* _Texte de l'exercice_
_ _ _ _ _ _ _
May vit avec Jean, son amant. Tous deux passent leurs journées à se battre et leurs nuits à se réconcilier. Lorsqu’ils viennent rendre visite à Renée, May apporte son « parfum si fort qu’il est un peu pharmaceutique » et Jean une odeur de gars « bien étrillé, le cheveu » encore humide de l’eau du bain. Tous deux s’embrassent, sans vergogne, devant Renée et échangent des baisers « à l’eau dentifrice » !

Une nouvelle amie qui aspire à faire chambre à part

Les disputes, ça va un temps… pense May, qui aspire à faire chambre à part. « […] à partir de demain, je prends une chambre et une salle de bains pour moi, à l’Impérial. J’en ai assez que le premier bain versé soit toujours pour toi, et de trouver un blaireau plein de savon contre ma brosse à dents. »
_ _ _ _ _ _ _
* _Extraits du listing_
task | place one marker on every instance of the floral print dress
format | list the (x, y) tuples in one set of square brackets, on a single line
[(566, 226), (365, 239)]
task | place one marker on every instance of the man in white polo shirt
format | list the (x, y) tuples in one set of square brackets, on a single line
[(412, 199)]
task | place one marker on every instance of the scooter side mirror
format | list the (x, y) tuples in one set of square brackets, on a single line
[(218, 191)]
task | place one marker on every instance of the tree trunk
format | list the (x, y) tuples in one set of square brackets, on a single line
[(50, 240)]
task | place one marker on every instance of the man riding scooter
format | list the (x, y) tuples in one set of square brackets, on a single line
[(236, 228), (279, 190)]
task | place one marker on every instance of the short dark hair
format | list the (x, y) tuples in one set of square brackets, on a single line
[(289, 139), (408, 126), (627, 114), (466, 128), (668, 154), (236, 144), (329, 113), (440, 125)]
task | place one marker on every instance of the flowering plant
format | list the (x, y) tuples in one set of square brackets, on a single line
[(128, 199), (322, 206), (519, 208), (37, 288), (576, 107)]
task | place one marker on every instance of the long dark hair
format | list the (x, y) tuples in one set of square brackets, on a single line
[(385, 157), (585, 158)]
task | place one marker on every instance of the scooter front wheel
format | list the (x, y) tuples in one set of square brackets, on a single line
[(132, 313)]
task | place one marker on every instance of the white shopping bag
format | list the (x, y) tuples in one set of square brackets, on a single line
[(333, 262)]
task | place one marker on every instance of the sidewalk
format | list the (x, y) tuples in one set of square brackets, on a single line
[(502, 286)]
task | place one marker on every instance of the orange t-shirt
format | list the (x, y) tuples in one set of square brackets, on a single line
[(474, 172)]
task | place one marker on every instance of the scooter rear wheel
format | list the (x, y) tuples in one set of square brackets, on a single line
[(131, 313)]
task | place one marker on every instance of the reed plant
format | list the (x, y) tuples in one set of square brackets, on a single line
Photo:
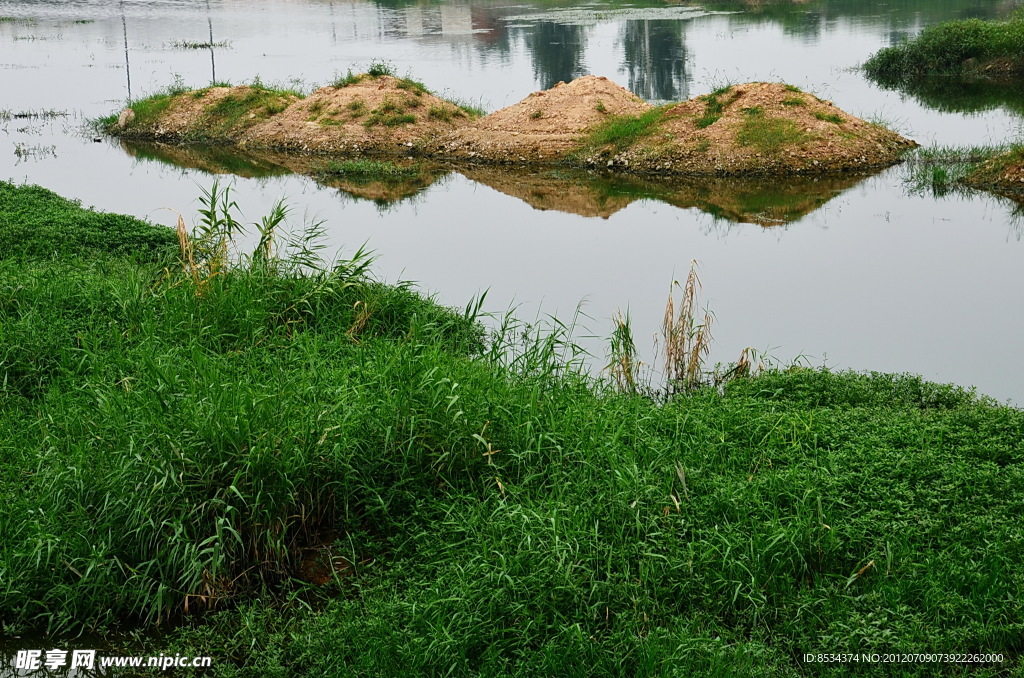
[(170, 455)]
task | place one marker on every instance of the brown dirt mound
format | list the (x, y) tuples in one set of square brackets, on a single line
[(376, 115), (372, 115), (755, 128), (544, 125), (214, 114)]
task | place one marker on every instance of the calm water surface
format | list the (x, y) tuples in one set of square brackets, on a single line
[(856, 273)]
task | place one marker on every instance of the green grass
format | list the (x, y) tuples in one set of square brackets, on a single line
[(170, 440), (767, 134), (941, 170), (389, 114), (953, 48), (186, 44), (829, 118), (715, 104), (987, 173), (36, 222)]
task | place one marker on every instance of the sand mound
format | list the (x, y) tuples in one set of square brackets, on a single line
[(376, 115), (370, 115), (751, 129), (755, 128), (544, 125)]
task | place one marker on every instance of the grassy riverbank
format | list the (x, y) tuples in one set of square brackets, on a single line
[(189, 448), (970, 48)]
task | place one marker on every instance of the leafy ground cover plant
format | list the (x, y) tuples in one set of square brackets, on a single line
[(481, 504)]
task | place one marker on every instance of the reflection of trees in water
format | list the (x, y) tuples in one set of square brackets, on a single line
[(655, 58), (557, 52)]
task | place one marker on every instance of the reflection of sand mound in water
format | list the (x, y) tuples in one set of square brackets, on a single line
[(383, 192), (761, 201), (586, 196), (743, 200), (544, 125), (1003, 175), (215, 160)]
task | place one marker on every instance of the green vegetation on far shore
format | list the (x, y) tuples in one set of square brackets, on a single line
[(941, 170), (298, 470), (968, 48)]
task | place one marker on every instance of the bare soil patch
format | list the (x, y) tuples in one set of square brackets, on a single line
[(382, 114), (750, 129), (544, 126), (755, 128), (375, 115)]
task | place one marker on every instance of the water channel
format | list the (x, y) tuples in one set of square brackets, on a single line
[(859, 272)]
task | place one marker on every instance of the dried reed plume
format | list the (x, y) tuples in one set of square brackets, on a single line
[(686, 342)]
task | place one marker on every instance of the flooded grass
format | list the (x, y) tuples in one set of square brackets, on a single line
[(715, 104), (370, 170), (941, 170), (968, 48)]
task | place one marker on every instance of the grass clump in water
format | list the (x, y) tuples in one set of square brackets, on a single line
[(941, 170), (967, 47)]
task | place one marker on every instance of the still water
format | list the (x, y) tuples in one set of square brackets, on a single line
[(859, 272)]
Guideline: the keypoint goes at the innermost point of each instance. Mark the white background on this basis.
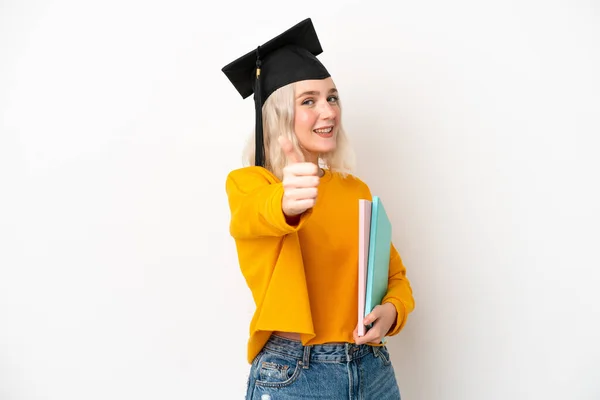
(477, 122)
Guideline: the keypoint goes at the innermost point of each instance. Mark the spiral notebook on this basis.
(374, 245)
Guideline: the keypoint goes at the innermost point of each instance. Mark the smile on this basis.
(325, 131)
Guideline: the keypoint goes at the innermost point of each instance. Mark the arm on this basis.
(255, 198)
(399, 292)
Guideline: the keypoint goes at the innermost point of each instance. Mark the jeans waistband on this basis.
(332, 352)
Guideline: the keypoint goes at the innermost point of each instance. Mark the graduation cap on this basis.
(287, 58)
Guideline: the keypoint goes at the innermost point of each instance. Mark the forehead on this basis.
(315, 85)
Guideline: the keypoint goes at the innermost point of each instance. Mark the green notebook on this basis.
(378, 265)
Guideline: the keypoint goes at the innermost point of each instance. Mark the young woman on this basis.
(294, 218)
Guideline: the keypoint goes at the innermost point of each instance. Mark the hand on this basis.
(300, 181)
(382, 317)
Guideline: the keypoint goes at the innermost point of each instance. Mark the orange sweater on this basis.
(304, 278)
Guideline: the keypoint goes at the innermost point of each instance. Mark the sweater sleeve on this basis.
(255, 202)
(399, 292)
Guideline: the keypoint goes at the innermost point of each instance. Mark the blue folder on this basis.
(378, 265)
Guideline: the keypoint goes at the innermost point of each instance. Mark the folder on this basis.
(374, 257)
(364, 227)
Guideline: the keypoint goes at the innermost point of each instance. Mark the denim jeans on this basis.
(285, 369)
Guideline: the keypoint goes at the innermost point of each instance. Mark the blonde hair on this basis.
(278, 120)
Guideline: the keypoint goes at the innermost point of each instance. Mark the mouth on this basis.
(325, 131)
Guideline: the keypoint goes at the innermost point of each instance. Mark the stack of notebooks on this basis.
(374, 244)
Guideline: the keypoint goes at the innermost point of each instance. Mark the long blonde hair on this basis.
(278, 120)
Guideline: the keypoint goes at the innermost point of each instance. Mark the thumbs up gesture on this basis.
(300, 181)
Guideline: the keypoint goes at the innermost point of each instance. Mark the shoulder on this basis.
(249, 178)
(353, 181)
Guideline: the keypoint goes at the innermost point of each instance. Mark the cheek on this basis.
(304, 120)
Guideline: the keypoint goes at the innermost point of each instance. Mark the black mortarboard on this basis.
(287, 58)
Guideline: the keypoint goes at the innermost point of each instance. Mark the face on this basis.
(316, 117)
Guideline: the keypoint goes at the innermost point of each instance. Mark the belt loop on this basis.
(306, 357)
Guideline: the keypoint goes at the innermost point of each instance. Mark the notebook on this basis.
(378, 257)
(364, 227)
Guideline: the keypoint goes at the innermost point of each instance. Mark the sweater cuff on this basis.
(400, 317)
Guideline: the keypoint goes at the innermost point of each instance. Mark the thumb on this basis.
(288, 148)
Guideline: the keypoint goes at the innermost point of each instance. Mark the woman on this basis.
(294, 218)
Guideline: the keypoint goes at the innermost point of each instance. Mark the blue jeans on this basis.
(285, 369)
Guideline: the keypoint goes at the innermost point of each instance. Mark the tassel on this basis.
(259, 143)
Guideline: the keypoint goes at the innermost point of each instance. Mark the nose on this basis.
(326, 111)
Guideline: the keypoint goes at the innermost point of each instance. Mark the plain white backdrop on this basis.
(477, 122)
_ _ _ _ _ _ _
* _Consignes_
A) Relevez tous les prénoms qui apparaissent dans le texte sur May et Jean.
B) Écrivez la suite du texte sur May et Jean, à partir de la dernière phrase.
Vous pouvez faire cet exercice sans le listing.

* _Corrigé_
A) May, Jean, Renée

B)
Une nouvelle amie qui se récure en public sans pudeur

May n’hésite pas à faire sa toilette devant un public averti. « C’est de l’ouvrage bien fait », nous dit Renée. Il y a le « récurage des oreilles », les paupières sont soulevées et retournées, afin d’être nettoyées à fond. Un « coin de mouchoir dans chaque narine » ! « Elle fourbit ses cavités avec la virtuosité d’un plongeur qui rince des flûtes à champagne ». « Un couteau d’ivoire gratte la langue, deux ongles chassent, d’un pinçon cruel, un bolbos minuscule, et la pince à épiler cueille ici, cueille là… » Une fois le savonnage et l’étrillage terminés, c’est l’étape maquillage selon un rituel immuable. « […] elle écrase à deux mains, sur son front et ses joues, un cold-cream abondant ». Elle pétrit sa chair, la masse avec passion. Renée ne peut que se souvenir du temps où c’était elle qui se badigeonnait la peau avec des produits variés du même genre. Des souvenirs qui remontent et mettent sous ses yeux une Renée « toute luisante de vaseline » (son camarade Brague l’appelait alors : « le rat tombé dans l’huile »). Après le cold crème, les fards à joue, à paupières… un vrai arc-en-ciel. « Elle est poudrée de mauve maintenant, et marquée de rose vif au-dessous des yeux, qu’un fard gris poche voluptueusement. » Un peu de khôl, une « pommade de raisin rouge vif » écrasée sur les lèvres… pour compléter le tableau. Tout « un travail de ravalement », qui dégoûte Jean (« C’est vilain à voir, la toilette d’une jolie femme », aime-t-il à répéter).

L’amant de l’une qui devient l’amant de l’autre

Et voilà Jean qui file dans la chambre de Renée et se met à tripoter tous les objets étalés sur sa coiffeuse.  « […] il débouche un à un » les « flacons avec une indiscrétion toute habituelle », les « flaire » et n’oublie même pas la « poudre de riz » ! Jean fuit les disputes, les « drames à propos de blaireau à barbe ou du crochet à bottines. »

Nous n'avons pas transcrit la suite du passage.